*DIRECTIONS FOR THIS TASK*. Copy nothing but the text: reproduce each line of the listing exactly and leave the pictures out.

>>>

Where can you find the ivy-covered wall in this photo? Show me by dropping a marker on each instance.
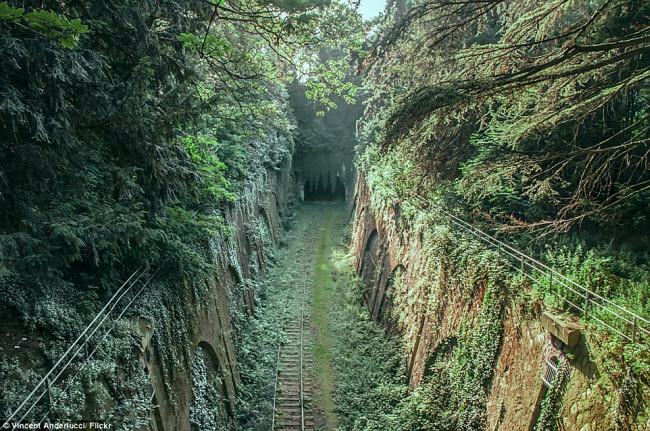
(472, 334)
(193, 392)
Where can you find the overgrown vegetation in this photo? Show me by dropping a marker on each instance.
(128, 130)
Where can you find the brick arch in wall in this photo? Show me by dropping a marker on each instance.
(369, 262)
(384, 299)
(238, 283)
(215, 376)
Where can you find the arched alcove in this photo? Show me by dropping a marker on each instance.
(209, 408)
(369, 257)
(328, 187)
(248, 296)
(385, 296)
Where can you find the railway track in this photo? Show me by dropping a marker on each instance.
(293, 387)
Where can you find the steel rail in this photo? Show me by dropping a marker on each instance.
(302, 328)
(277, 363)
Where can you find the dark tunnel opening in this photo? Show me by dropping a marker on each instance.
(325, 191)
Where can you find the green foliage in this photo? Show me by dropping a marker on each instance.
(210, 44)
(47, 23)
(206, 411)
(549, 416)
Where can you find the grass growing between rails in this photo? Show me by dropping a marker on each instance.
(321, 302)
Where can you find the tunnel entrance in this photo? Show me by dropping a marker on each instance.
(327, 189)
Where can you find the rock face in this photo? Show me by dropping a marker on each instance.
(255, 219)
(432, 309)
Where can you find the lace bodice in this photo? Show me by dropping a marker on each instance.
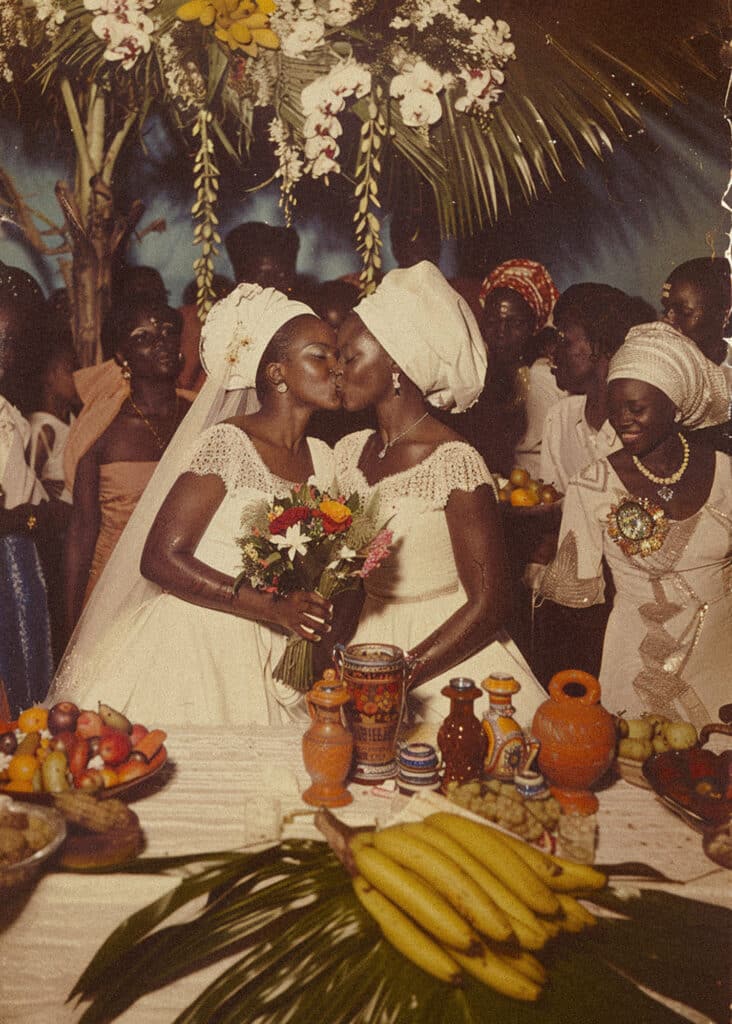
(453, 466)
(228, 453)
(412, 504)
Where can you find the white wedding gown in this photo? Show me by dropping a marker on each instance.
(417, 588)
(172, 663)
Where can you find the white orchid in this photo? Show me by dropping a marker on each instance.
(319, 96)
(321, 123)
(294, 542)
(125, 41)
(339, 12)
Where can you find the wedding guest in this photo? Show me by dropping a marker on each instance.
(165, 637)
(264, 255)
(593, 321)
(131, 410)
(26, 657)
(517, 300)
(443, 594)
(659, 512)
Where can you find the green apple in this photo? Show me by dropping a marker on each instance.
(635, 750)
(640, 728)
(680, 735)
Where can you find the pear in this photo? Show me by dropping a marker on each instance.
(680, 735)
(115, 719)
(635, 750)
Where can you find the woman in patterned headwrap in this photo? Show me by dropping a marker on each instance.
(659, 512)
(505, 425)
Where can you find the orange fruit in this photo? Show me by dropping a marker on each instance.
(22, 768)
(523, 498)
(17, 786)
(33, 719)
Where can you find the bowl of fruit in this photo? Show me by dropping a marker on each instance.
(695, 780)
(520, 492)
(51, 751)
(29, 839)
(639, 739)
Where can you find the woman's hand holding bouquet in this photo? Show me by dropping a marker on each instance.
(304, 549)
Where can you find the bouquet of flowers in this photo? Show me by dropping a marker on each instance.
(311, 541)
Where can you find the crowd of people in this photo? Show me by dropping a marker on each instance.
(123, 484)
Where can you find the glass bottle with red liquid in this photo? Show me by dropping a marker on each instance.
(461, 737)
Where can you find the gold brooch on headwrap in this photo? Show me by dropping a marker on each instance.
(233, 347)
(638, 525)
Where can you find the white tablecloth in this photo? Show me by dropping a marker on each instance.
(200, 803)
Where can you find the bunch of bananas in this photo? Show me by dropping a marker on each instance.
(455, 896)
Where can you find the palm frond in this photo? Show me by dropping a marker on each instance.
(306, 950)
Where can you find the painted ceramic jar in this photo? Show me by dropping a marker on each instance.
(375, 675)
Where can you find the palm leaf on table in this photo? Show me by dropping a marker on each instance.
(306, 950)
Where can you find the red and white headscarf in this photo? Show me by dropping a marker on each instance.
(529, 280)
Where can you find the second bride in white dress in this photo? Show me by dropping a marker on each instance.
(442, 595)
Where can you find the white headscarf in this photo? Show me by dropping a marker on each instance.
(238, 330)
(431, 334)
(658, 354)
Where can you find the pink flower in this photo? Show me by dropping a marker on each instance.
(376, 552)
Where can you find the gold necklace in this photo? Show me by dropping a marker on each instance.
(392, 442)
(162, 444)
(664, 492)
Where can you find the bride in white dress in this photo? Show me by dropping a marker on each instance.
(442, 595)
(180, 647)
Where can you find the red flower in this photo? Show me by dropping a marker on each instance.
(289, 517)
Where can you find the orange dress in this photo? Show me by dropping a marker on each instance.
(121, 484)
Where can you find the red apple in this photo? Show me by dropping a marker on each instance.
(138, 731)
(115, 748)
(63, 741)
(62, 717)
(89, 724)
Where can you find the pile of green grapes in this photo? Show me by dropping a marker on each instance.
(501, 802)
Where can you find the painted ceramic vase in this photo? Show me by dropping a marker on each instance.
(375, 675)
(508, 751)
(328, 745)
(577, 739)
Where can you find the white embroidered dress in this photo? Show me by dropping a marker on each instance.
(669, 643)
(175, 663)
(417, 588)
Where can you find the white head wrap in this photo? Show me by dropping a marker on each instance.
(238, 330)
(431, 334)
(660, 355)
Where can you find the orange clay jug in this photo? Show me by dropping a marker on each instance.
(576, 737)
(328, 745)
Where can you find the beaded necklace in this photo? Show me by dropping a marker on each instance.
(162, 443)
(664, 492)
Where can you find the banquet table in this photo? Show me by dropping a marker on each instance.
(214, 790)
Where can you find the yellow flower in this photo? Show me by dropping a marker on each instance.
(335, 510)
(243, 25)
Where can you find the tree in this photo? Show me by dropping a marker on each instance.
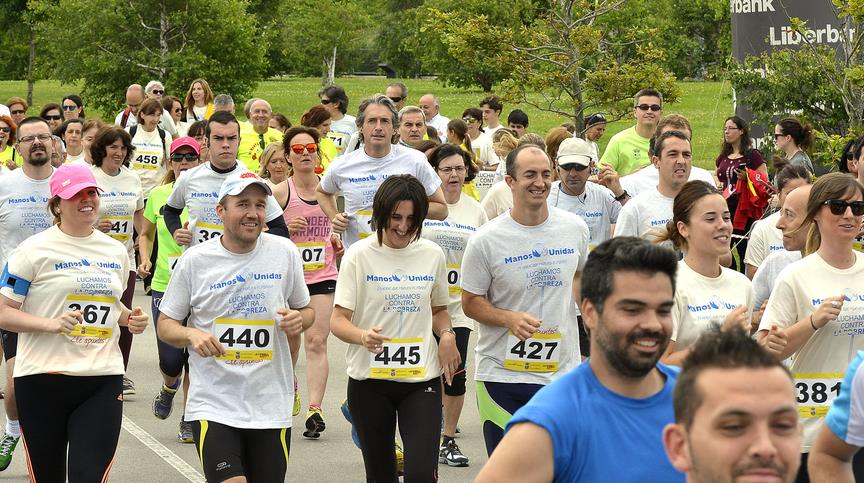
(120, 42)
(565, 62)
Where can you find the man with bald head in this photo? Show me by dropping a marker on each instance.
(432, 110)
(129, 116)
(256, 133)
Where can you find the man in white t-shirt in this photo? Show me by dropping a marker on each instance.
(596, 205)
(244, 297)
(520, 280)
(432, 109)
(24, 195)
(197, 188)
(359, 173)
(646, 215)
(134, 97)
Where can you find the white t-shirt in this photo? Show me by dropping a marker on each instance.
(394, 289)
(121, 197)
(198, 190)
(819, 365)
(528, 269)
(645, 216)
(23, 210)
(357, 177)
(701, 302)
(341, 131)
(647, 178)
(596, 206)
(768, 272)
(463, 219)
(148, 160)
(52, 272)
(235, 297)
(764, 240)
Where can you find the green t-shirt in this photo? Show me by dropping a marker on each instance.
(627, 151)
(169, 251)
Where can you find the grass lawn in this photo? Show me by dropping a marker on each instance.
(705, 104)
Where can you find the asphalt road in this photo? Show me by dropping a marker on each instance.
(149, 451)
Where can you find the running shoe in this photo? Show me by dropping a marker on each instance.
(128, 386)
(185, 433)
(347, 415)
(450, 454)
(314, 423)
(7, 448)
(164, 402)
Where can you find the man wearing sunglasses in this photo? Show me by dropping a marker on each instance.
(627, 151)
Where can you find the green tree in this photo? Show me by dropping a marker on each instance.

<<<

*RESPONSE TO THIS EXERCISE*.
Where can you find the ivy-covered wall in this photo? Show me by dropping a marker on each instance.
(472, 334)
(193, 392)
Where can you find the overgrown vegetation in this photo? Show me by dropping a marker on each instance.
(128, 130)
Where can you find the brick arch in wall in this photo? Show me by dropping a marker on each instance.
(369, 262)
(384, 299)
(238, 283)
(215, 376)
Where can you find the arched alcove in this photo? Show me by dropping a marker on each instance.
(209, 408)
(369, 257)
(328, 187)
(248, 296)
(385, 296)
Where can you find the railway track in this photo? Show me by dropping a marker on each instance.
(293, 387)
Where can you find the steel rail in this photo? Show me by dropping a marker on each instance.
(302, 328)
(277, 363)
Where can you find the dark tunnel opening in this photo? Show me by dropping a marker on each instance.
(325, 191)
Where can you find the green foliage in this photo? Show me by dropping a marker on each instance.
(210, 44)
(47, 23)
(206, 411)
(549, 416)
Where can you find the grass growing between rails in this photo? Show me by dropping a marker on each instance.
(321, 302)
Where can you find the tunnel entrance in this photo? Show me by dropping a marker on each instance.
(327, 189)
Where can you find the rock face in this photo? Show me by dropping a marker on each instance.
(255, 219)
(432, 309)
Where can you find the lace bodice in this photo? Show me by dropping a marker on each instance.
(453, 466)
(228, 453)
(412, 504)
Where can you find the white wedding gown in this photo? Show me by dropping a marker on each instance.
(417, 588)
(172, 663)
Where can you find the white orchid in this photo? Show me by dropping a marker on each instance.
(319, 96)
(321, 123)
(294, 542)
(125, 41)
(339, 12)
Where can you find the wedding guest in this photo? Show me by dropping a marker on each instance.
(165, 637)
(264, 255)
(593, 321)
(131, 410)
(26, 657)
(517, 300)
(443, 594)
(659, 512)
Where can you find the green apple in this photo? Show me by dropping a marker on each instance.
(635, 750)
(640, 728)
(680, 735)
Where can you find the pear in this photo? Show me by dropping a marker on each instance.
(680, 735)
(115, 719)
(635, 750)
Where can you find the woman in patterned headwrap in this photo? Show me by dropping a marker on each instance.
(659, 512)
(505, 425)
Where can you find the orange fruit in this photo? Show me by dropping a marker on each instance.
(22, 768)
(523, 498)
(17, 786)
(33, 719)
Where can you find the bowl of fruit in this photo? Show me by dropping a marker on each instance.
(695, 780)
(520, 492)
(51, 751)
(29, 839)
(639, 739)
Where can you find the woman's hand holding bouquet in this photo? Show me by dropping a marker on each instance.
(304, 549)
Where can you find the bouquet of flowers in this photo? Show me by dropping a marker on each instance.
(311, 541)
Where can you find the crowd of people in this photo? Show me by dropping a marker on each instance.
(123, 484)
Where can you find the glass bottle with red liquid in this photo? Show me by dropping a marker on each instance.
(461, 737)
Where can you find the gold brooch on headwrap in this photo? Show me by dropping a marker on each instance.
(233, 347)
(638, 525)
Where can you find the white tablecloth in this photo? Show me by dropping a marker on each instance.
(200, 803)
Where can you find the bunch of bananas in this photo? Show me by dropping a marker on each instance.
(455, 896)
Where can you find the palm frond in this photo? Show me by dropping a marker on each instance.
(306, 950)
Where can you find the painted ceramic jar in this photo? Show me by dropping a marker on each instance.
(375, 675)
Where can you find the palm leaf on table in this photo? Show me by dropping a marker on each instance.
(306, 950)
Where can you find the red and white headscarf in this photo? Show me by dropping a marker on each instance.
(529, 280)
Where can you find the second bride in white dress in this photo? Show me by dropping a marker on each instance.
(442, 595)
Where can you find the white headscarf in this photo? Show me by dropping a marker on each instance.
(238, 330)
(431, 334)
(658, 354)
Where can you find the pink flower in this photo? Show me by dropping a marker on each instance.
(376, 552)
Where can you find the gold necklace in this photo? Show me by dropping a marker on each instance.
(392, 442)
(162, 444)
(664, 492)
Where can you find the bride in white dress in this photo? Show me by dropping a marker on each instance.
(442, 595)
(180, 647)
Where can you find the red flower in this photo? Show me by dropping a marker on each instance.
(289, 517)
Where can you find the orange dress in this photo? Show me by dropping a marker on each instance.
(121, 484)
Where can you find the red apple in this photo? Show me by dropping a marker on each instance.
(138, 731)
(115, 748)
(63, 741)
(62, 717)
(89, 724)
Where can you find the pile of green grapes in this photo? Show me by dropping a marker on each instance.
(501, 802)
Where can you find the painted ceramic vase in this photo? Show me by dropping a marker on each instance.
(375, 675)
(508, 751)
(328, 745)
(577, 739)
Where can you find the white embroidered dress in this photo? Show me by dropping a marker on each instance.
(669, 643)
(175, 663)
(417, 588)
Where can you find the white head wrap in this photo? Show me by dropping a marker on each instance.
(238, 330)
(431, 334)
(660, 355)
Where can you find the orange clay jug in this photo? Show me by dropping a marker on each instance.
(576, 737)
(328, 745)
Where can you find the beaded necklace in this photo? Show me by dropping a marker on each instance.
(162, 443)
(664, 492)
Where can you find the banquet table in this photo? Show me by dropping a marker on each instance.
(214, 790)
Where can you find the yellow flower in this photo? Show me by dropping a marker on each instance.
(335, 510)
(243, 25)
Where can you find the tree in this photo? Show me by dropping a marker on each instance.
(120, 42)
(565, 62)
Where can you find the man with bald head in this photo? Show me by dropping a marker on each instance.
(432, 110)
(129, 116)
(256, 133)
Where can you find the man in white t-shirt in this photo? Show me by dropping a marker on each instance.
(596, 205)
(244, 297)
(520, 280)
(432, 109)
(24, 195)
(197, 188)
(359, 173)
(646, 215)
(134, 97)
Where can you find the white t-shirt in this photo? Show me by dropping a marker on each instance.
(394, 289)
(121, 197)
(198, 190)
(819, 365)
(528, 269)
(645, 216)
(23, 210)
(357, 177)
(701, 302)
(341, 131)
(647, 178)
(596, 206)
(768, 272)
(463, 219)
(148, 160)
(52, 272)
(235, 297)
(764, 240)
Where can you find the green t-shirt in this photo? Show me by dropping a marker on each instance.
(627, 151)
(169, 251)
Where can you find the grass lawn in this photo? Show me by dropping a marker on each instance.
(705, 104)
Where can you find the asphalt road in this photo? Show me by dropping a marker on each instance.
(149, 451)
Where can you find the running shoe in this photo? Show me by dropping a marker on each instance.
(128, 386)
(185, 433)
(347, 415)
(450, 454)
(314, 423)
(7, 448)
(164, 402)
Where can you find the man wearing sunglasses in this photo? Show me by dropping a marker on each instance.
(627, 151)
Where can you find the green tree in this photo? Show me by dropping a marker on each instance.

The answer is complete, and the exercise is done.